Your instructions:
Print out all of the records exactly; no picture belongs in the result.

Raw data:
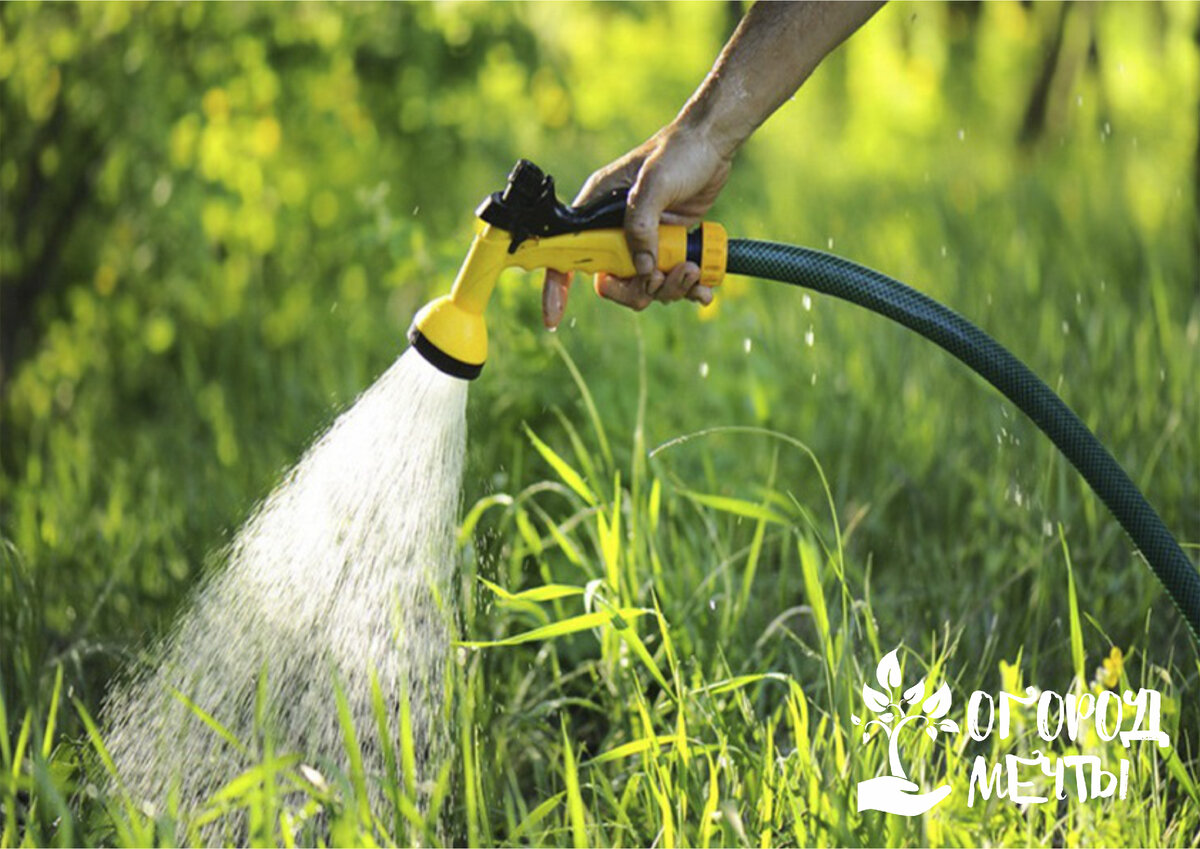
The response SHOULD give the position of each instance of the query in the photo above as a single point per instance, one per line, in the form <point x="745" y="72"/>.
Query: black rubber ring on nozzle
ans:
<point x="441" y="360"/>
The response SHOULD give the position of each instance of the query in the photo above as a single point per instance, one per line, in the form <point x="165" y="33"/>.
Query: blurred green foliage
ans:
<point x="219" y="218"/>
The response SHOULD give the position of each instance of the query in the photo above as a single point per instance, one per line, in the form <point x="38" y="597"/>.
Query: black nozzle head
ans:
<point x="529" y="208"/>
<point x="441" y="360"/>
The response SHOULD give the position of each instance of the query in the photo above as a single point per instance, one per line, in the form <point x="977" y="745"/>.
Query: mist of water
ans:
<point x="345" y="568"/>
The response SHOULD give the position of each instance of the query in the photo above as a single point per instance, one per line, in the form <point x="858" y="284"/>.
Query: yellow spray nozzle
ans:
<point x="527" y="227"/>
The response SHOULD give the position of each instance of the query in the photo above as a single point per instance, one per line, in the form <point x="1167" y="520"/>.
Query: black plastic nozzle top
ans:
<point x="529" y="206"/>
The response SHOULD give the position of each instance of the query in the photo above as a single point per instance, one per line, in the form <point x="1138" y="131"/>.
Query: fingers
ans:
<point x="682" y="282"/>
<point x="624" y="290"/>
<point x="553" y="296"/>
<point x="642" y="214"/>
<point x="678" y="283"/>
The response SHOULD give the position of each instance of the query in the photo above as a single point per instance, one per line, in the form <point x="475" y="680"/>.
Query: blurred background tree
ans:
<point x="217" y="220"/>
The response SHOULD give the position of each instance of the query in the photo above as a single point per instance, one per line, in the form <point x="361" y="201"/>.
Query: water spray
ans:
<point x="527" y="227"/>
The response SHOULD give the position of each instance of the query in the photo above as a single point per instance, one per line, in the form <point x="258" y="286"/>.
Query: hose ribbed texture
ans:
<point x="881" y="294"/>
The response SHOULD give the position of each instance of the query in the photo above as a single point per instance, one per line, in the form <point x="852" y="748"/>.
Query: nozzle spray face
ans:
<point x="453" y="339"/>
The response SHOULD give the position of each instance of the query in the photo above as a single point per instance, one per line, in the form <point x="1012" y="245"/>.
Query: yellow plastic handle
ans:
<point x="607" y="252"/>
<point x="591" y="251"/>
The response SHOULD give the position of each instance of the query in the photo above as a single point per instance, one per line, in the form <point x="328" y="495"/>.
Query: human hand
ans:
<point x="672" y="179"/>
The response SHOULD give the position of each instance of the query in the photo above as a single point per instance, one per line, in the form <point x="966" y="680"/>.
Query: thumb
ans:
<point x="642" y="214"/>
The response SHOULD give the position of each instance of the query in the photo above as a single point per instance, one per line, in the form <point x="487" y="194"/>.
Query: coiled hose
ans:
<point x="881" y="294"/>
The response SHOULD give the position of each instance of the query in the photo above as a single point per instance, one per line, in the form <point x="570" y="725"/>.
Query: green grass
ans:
<point x="681" y="557"/>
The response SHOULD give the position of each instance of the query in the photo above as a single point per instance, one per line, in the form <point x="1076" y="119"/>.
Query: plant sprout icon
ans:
<point x="894" y="793"/>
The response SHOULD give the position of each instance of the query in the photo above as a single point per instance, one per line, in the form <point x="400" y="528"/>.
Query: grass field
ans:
<point x="688" y="536"/>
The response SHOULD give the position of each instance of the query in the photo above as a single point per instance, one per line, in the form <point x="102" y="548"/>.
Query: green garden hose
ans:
<point x="881" y="294"/>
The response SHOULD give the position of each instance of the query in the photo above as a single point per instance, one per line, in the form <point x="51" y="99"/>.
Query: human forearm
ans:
<point x="771" y="54"/>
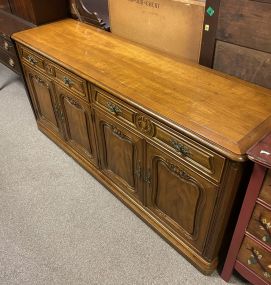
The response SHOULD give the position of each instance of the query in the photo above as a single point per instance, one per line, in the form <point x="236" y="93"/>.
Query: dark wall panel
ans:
<point x="245" y="23"/>
<point x="245" y="63"/>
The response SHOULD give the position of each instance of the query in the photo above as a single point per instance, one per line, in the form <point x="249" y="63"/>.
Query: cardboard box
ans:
<point x="171" y="26"/>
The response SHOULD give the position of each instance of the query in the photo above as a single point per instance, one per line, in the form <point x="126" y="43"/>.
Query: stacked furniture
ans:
<point x="8" y="25"/>
<point x="18" y="15"/>
<point x="250" y="250"/>
<point x="237" y="39"/>
<point x="168" y="138"/>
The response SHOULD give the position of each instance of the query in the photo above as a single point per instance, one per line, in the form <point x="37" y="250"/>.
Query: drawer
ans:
<point x="260" y="224"/>
<point x="194" y="154"/>
<point x="31" y="58"/>
<point x="113" y="106"/>
<point x="256" y="258"/>
<point x="7" y="45"/>
<point x="265" y="194"/>
<point x="203" y="159"/>
<point x="69" y="80"/>
<point x="10" y="61"/>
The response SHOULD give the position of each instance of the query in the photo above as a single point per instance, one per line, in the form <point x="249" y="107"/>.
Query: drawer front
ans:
<point x="256" y="258"/>
<point x="65" y="78"/>
<point x="193" y="153"/>
<point x="113" y="106"/>
<point x="32" y="58"/>
<point x="260" y="224"/>
<point x="10" y="61"/>
<point x="202" y="159"/>
<point x="70" y="81"/>
<point x="7" y="45"/>
<point x="265" y="194"/>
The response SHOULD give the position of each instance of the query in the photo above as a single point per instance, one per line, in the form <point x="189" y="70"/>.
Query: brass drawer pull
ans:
<point x="138" y="170"/>
<point x="180" y="148"/>
<point x="6" y="46"/>
<point x="265" y="225"/>
<point x="67" y="81"/>
<point x="32" y="60"/>
<point x="114" y="109"/>
<point x="11" y="62"/>
<point x="147" y="178"/>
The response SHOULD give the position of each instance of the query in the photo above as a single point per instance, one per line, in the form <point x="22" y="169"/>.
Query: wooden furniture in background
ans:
<point x="8" y="25"/>
<point x="91" y="11"/>
<point x="166" y="137"/>
<point x="39" y="12"/>
<point x="18" y="15"/>
<point x="250" y="249"/>
<point x="237" y="39"/>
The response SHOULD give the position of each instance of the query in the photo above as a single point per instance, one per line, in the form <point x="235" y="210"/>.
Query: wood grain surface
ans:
<point x="222" y="110"/>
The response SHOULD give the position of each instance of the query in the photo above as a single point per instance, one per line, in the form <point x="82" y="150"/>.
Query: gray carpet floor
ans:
<point x="58" y="225"/>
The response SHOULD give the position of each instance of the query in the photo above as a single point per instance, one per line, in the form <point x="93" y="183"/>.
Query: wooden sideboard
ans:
<point x="250" y="249"/>
<point x="8" y="25"/>
<point x="237" y="39"/>
<point x="168" y="138"/>
<point x="19" y="15"/>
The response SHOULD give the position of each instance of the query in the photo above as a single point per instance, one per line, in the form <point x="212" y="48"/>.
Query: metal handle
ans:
<point x="138" y="170"/>
<point x="180" y="148"/>
<point x="67" y="81"/>
<point x="32" y="60"/>
<point x="11" y="62"/>
<point x="147" y="178"/>
<point x="6" y="45"/>
<point x="114" y="109"/>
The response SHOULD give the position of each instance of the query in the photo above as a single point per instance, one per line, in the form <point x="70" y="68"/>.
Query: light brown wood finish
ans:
<point x="226" y="112"/>
<point x="131" y="117"/>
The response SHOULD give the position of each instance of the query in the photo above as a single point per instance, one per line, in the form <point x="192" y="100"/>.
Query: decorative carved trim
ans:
<point x="40" y="81"/>
<point x="73" y="102"/>
<point x="118" y="133"/>
<point x="145" y="125"/>
<point x="49" y="68"/>
<point x="177" y="171"/>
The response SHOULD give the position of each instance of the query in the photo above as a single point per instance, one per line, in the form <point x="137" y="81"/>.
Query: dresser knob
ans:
<point x="11" y="62"/>
<point x="32" y="60"/>
<point x="67" y="81"/>
<point x="114" y="109"/>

Response box:
The response SHOULD give the position of each instance of the query in the photo above as a single point per instance, one per line, in the form <point x="745" y="72"/>.
Query: black rubber ring on nozzle
ans:
<point x="441" y="360"/>
The response SHOULD give the position of each instance of the query in the photo above as a single point per instance, one per line, in the form <point x="165" y="33"/>.
Query: blurred green foliage
ans:
<point x="219" y="218"/>
The response SHOULD give the position of each instance of the query in the photo above as a single point per instance, one per line, in the form <point x="38" y="597"/>.
Query: black nozzle head
ans:
<point x="529" y="208"/>
<point x="441" y="360"/>
The response SHOULD give the position of each instance of the query in the photo above as a single point per instance, one per line, in the form <point x="977" y="745"/>.
Query: mist of water
ans:
<point x="345" y="568"/>
The response SHOULD give the position of each instance of the query in the photo above as a single point per instance, one per line, in the form <point x="858" y="284"/>.
Query: yellow spray nozzle
ans:
<point x="527" y="227"/>
The response SHOULD give the position of each instance of the query in the photo above as a single point per instance, one per line, in the form <point x="1167" y="520"/>.
Query: black plastic nozzle top
ans:
<point x="529" y="206"/>
The response SHOULD give the position of each instance of the query in the photo above as a single point per instance, one per line, in the form <point x="1138" y="131"/>.
Query: fingers
ans:
<point x="682" y="282"/>
<point x="624" y="290"/>
<point x="553" y="296"/>
<point x="642" y="214"/>
<point x="678" y="283"/>
The response SHOULD give the position of each instance of the query in the photo above as a single point per instance, one per line, in the form <point x="475" y="680"/>.
Query: blurred background tree
ans:
<point x="217" y="220"/>
The response SHOULD give the position of each instance of the query in the photo above as a single point per instance, one per line, in the form <point x="361" y="201"/>.
Query: water spray
ans:
<point x="527" y="227"/>
The response SHOULD give the position of each instance of the query in the photo above as a single point per instance, one per line, in the form <point x="258" y="286"/>.
Query: hose ribbed texture
ans:
<point x="881" y="294"/>
The response SHOULD give the position of each instance of the query in the photo above as a single point per instance, one per line, in the form <point x="852" y="748"/>.
Query: nozzle spray face
ans:
<point x="453" y="339"/>
The response SHOULD give the position of each instance of the query in the photo above as a single point per instance, one per line, in the form <point x="1012" y="245"/>.
Query: yellow plastic handle
ans:
<point x="607" y="252"/>
<point x="591" y="251"/>
The response SHOULD give the position of each instance of the query in the photo above as a single point per instance, one per line, in the form <point x="328" y="495"/>.
Query: human hand
ans:
<point x="672" y="179"/>
The response SHOULD give the position of each instance of the query in the photo above as a single point per instance, one per line, in the form <point x="966" y="680"/>.
Query: thumb
ans:
<point x="642" y="214"/>
The response SHOULD give the position of each instance of the query in the photo above as a single point per instance, one per line, in the form <point x="487" y="194"/>.
Query: coiled hose
ans:
<point x="881" y="294"/>
The response SHOULD give the position of each instance of the query in the photo above as a single point per instance, one per line, in the form <point x="570" y="725"/>.
Query: green grass
ans:
<point x="681" y="557"/>
The response SHOULD give the position of each instance of the query in the photo above as a single point per instance, one per line, in the form <point x="1076" y="119"/>.
Query: plant sprout icon
ans:
<point x="894" y="793"/>
The response SHOULD give the position of each instance of the query in the photo above as a single point per instance, one per line, in the form <point x="400" y="528"/>.
Query: grass field
ans:
<point x="688" y="536"/>
The response SHOULD give the position of each instance of the query in the photo above as a single point per instance, one per line, in the form <point x="102" y="548"/>.
Query: green garden hose
ans:
<point x="881" y="294"/>
The response SHOULD give the position of each instance of the query in the photo above as a single point per instance, one per line, in the form <point x="51" y="99"/>.
Query: human forearm
ans:
<point x="771" y="54"/>
The response SHOULD give the position of each instance of the query in the photo above as a single point per instance, one per line, in the form <point x="236" y="93"/>.
Query: dark wall panel
ans:
<point x="245" y="23"/>
<point x="245" y="63"/>
The response SHOULD give the position of each instance of the query in the photo above as a single point per instance, one per line, in the form <point x="249" y="63"/>.
Query: cardboard box
ans:
<point x="171" y="26"/>
The response SHOULD give the position of each instance of the query in the photo above as a single point per instance, one per line, in the form <point x="126" y="43"/>.
Query: stacked furniture
ans:
<point x="8" y="25"/>
<point x="18" y="15"/>
<point x="250" y="250"/>
<point x="237" y="39"/>
<point x="168" y="138"/>
The response SHOULD give the position of each instance of the query in the photo above as a single point per instance, one per line, in the form <point x="37" y="250"/>.
Query: drawer
ans:
<point x="260" y="224"/>
<point x="194" y="154"/>
<point x="31" y="58"/>
<point x="113" y="106"/>
<point x="256" y="258"/>
<point x="7" y="45"/>
<point x="265" y="194"/>
<point x="203" y="159"/>
<point x="69" y="80"/>
<point x="10" y="61"/>
The response SHOULD give the position of each instance of the query in the photo above as a single point per instance, one per line, in the form <point x="249" y="107"/>.
Query: drawer front
ans:
<point x="256" y="258"/>
<point x="65" y="78"/>
<point x="193" y="153"/>
<point x="113" y="106"/>
<point x="32" y="58"/>
<point x="260" y="224"/>
<point x="10" y="61"/>
<point x="202" y="159"/>
<point x="70" y="81"/>
<point x="7" y="45"/>
<point x="265" y="194"/>
The response SHOULD give the position of each instance of the query in the photo above as a single point per instance, one per line, in the form <point x="189" y="70"/>.
Query: brass drawer pull
ans:
<point x="138" y="170"/>
<point x="180" y="148"/>
<point x="6" y="46"/>
<point x="265" y="225"/>
<point x="67" y="81"/>
<point x="32" y="60"/>
<point x="114" y="109"/>
<point x="11" y="62"/>
<point x="147" y="178"/>
The response SHOULD give the position of each instance of the query in the photo above as a single point per instance, one per line, in the form <point x="22" y="169"/>.
Query: wooden furniture in background
ans:
<point x="8" y="25"/>
<point x="91" y="11"/>
<point x="166" y="137"/>
<point x="39" y="12"/>
<point x="18" y="15"/>
<point x="250" y="249"/>
<point x="237" y="39"/>
The response SHOULD give the position of each instance of the query in the photo above as a single point per instance, one per line, in the form <point x="235" y="210"/>.
Query: wood grain surface
ans:
<point x="222" y="110"/>
The response SHOULD give the position of each instance of the query in the photo above as a single point per instance, one per line, in the form <point x="82" y="150"/>.
Query: gray carpet floor
ans:
<point x="58" y="225"/>
The response SHOULD give the position of each instance of the query in the photo above as a single point per instance, one per line, in the form <point x="93" y="183"/>.
Query: wooden sideboard
ans:
<point x="250" y="249"/>
<point x="8" y="25"/>
<point x="237" y="39"/>
<point x="168" y="138"/>
<point x="19" y="15"/>
The response SHOULD give the position of each instance of the query in the photo above as a single point per instance, one per line, in the form <point x="212" y="48"/>.
Query: metal handle
ans:
<point x="138" y="170"/>
<point x="180" y="148"/>
<point x="67" y="81"/>
<point x="32" y="60"/>
<point x="11" y="62"/>
<point x="147" y="178"/>
<point x="6" y="45"/>
<point x="114" y="109"/>
The response SHOULD give the position of each instance of the query in the photo above as a single point per instance, one per line, in the form <point x="70" y="68"/>.
Query: light brown wood finish
ans:
<point x="226" y="112"/>
<point x="131" y="117"/>
The response SHOULD give the position of each instance of the query in the photo above as a single point per instance, one per line, in the form <point x="192" y="100"/>.
Query: decorative carved trim
ans:
<point x="40" y="81"/>
<point x="73" y="102"/>
<point x="118" y="133"/>
<point x="145" y="125"/>
<point x="49" y="68"/>
<point x="177" y="171"/>
The response SHOULD give the position of each instance of the query in the photo above as a single point per instance, one per line, in the form <point x="137" y="81"/>.
Query: dresser knob
ans:
<point x="11" y="62"/>
<point x="32" y="60"/>
<point x="67" y="81"/>
<point x="114" y="109"/>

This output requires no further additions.